Set task A:
In the blog post, what did the retired art historian drape over the printed reproductions in her hotel room?

Selected extract:
-- BEGIN --

Sunday, September 29, 2013

"In flagrante collecto (caught in the act of collecting)"

I may have read about the sculptor Marilynn Gelfman Karp's illustrated catalog in the New Yorker a year ago. In any case, it moved up the Interlibrary Loan List and here are some highlights:

Marilynn Gelfman Karp, Framed Soap Shards, 1995-2004 and Group of Soap Shards, 1995-1999

Marilynn Gelfman Karp, Framed Soap Shards, 1997-1999

Marilynn Gelfman Karp, Framed Soap Shards, 1995-1998

"Robert G. is an artist, a painter fascinated by the way objects age and wear down. He collects nubbins of soap that are too small to be comfortably functional. Unlike the yellow laundry soap of yesteryear, these soap shards are softly curved and as polished as beach pebbles. Many of these soap bars started off with curved edges but all were molded from creamy skin-anointing unguents that yield to the human hand. Robert arranges his soap ostraca in much the same way that Victorians displayed geological specimens or fossils or seashell collections. They are framed in poetic passages that are evocative of the curiosity cabinets of an earlier time. Before I knew Robert, each sliver of my last soap bar was merged with the next as a smaller Siamese twin. Now there is symmetry to my lathering, and something that would have inevitably disappeared with use has instead become a lasting and artful artifact of our time."

Marilynn Gelfman Karp, Swimmer toothpick and snuff scoop (open and closed), 1925

 Marilyn Gelfman Karp, Group of Shopping Lists, 1988-2004

"The most primitive purpose of a list is memory prompting... Lists satisfy the collecting urge and are free. Lists themselves are material, though barely so."

Marilyn Gelfman Karp, Group of Shopping Lists, 1987-2004

"Shopping lists run the gamut of naïve to sophisticated, mundane to poetic, stodgy to flamboyant, offhanded to earnest, vague to obsessively specific. Written for oneself, there is no self-conscious reserve."

Saturday, September 28, 2013

Past & Present: Art Historian

Past Reference Point (Postcard Collective Summer 2011 submission):

Current Reincarnation (completed August 2013):

Clockwise from top left: Monterey, CA, Marfa, TX, Ucross, WY and Bellevue, WA

I learned about the retired art historian who couldn’t bear to look at the artwork on her hotel room walls a couple years ago. She sought any article of cloth to drape over the printed reproductions before she carried on with her activities. This became known when she attended a conference and shared a room with a colleague who witnessed this behavior. She was no longer living when the Art Department shared this story but one additional phrase was used to describe her: “control freak.”

-- END --

Input data:
-- BEGIN --

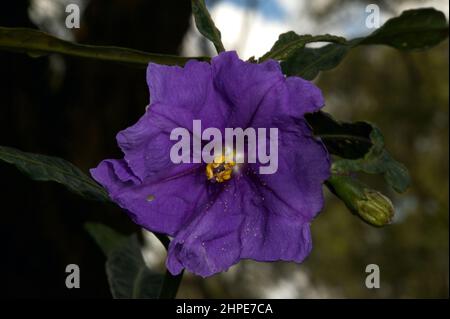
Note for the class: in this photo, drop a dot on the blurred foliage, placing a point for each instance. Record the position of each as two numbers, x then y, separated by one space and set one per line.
406 95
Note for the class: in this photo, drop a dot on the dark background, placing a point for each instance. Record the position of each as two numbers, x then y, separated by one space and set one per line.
73 108
75 117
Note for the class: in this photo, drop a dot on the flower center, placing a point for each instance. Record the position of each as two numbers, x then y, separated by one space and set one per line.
221 169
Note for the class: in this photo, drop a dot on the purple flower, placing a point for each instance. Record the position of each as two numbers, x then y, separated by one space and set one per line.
250 215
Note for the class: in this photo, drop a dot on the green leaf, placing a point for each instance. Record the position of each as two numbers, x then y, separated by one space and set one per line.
106 238
412 30
205 24
308 62
289 42
347 140
37 43
129 276
47 168
377 161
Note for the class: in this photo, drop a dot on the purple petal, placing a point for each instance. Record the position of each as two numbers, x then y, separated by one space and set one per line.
290 198
185 94
244 85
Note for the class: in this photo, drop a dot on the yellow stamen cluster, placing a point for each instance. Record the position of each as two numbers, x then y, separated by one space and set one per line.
220 170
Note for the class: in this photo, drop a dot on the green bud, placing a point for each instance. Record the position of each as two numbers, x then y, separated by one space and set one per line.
370 205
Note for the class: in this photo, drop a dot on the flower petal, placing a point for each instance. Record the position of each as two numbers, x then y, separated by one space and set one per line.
295 189
211 242
292 97
187 93
244 85
163 206
290 198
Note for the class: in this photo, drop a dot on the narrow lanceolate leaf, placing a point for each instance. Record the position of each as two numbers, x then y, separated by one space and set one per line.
106 238
37 43
289 42
377 161
346 140
129 276
412 30
47 168
205 24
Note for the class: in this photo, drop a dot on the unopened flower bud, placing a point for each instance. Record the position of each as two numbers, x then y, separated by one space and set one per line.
370 205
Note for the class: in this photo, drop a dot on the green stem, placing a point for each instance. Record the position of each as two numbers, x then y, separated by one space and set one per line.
170 285
37 43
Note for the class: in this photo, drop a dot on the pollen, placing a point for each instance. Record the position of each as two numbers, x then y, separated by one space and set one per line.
220 170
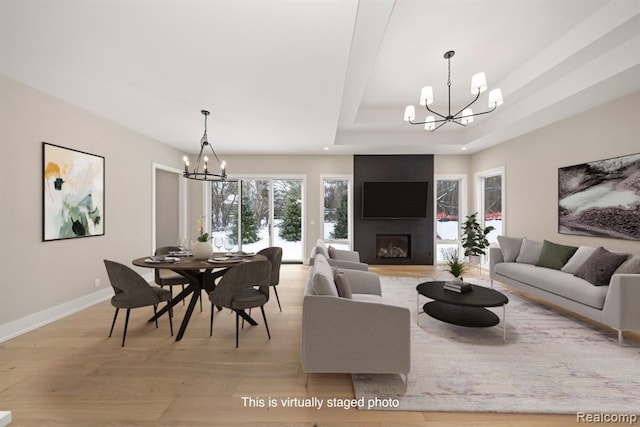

-- END --

Set task B:
Starting with the line in the records that contains "on the narrow" and going on through the end of the records, write those lines out again with "dot" swapped for "marker" and everything else unchanged. Leave the pictures out.

Result A:
Any article of cloth.

Result B:
Note for the class: in this photo, drop a marker on the narrow lanceolate leaf, placing a point for each instance. Record the position of each as two numbers, x then y, separated by one space and set one per line.
106 238
37 43
289 42
377 161
346 140
129 276
412 30
47 168
205 24
Note for the class: in this photo, drop a marker on the unopened flower bud, placing a point for each instance. Record the position of each as two numbers, x then y, separated by one space and set one per line.
370 205
Note for the class: in this photo, drop a marker on the green stem, placing a point for each instance. Record the position of each as two numbers, x then y, separated by one space and set one per line.
170 285
37 43
Note for the class: in this photo, drop a marker on the pollen, placing a point for each instance. Record the position of each as two numbers, x then y, separated by one space and set one per line.
220 170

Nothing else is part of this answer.